§ What you need to do
Can you copy out the items below word for word, beginning with the line that contains "in pink top." and ending with the final line of the items?

§ Input rows
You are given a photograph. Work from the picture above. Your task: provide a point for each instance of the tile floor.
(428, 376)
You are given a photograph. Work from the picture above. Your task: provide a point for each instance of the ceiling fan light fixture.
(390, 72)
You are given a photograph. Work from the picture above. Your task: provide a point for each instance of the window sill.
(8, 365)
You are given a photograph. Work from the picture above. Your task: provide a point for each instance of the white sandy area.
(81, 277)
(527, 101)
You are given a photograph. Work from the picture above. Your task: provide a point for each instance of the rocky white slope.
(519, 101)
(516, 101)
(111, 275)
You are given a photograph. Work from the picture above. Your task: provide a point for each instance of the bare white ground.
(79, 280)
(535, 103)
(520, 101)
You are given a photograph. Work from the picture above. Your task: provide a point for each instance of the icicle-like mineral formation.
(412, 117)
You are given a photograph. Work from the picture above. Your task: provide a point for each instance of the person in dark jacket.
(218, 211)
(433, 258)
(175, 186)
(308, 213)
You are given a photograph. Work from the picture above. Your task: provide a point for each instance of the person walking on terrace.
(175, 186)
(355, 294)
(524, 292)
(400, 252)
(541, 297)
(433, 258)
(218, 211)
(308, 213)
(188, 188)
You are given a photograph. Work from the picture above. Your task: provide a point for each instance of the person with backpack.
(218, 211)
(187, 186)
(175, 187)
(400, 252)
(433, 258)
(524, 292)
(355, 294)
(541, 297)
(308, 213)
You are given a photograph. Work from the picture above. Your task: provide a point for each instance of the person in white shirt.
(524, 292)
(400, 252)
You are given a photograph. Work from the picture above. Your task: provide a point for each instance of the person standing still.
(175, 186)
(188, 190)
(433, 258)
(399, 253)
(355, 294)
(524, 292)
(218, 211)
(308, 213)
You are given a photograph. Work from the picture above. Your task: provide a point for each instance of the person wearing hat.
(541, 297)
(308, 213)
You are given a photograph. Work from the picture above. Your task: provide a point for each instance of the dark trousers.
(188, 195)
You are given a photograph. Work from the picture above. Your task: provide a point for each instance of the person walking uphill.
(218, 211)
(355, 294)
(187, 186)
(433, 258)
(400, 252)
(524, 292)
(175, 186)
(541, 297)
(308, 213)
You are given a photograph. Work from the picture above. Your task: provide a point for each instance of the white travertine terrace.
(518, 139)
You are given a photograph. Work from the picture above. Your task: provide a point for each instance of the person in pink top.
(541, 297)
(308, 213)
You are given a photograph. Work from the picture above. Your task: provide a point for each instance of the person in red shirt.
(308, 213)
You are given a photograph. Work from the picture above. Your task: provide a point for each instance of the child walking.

§ Solution to this problem
You are given a photograph. Work from the picture above. Your task: provide a point for each instance of the person in pink top.
(541, 297)
(308, 213)
You are given a photograph. Work from the picture above. Your task: provide a point for each instance of the person in red shirt.
(308, 213)
You are given a photograph. Work from the picture above. Your task: provide a point for each instance of the child walking.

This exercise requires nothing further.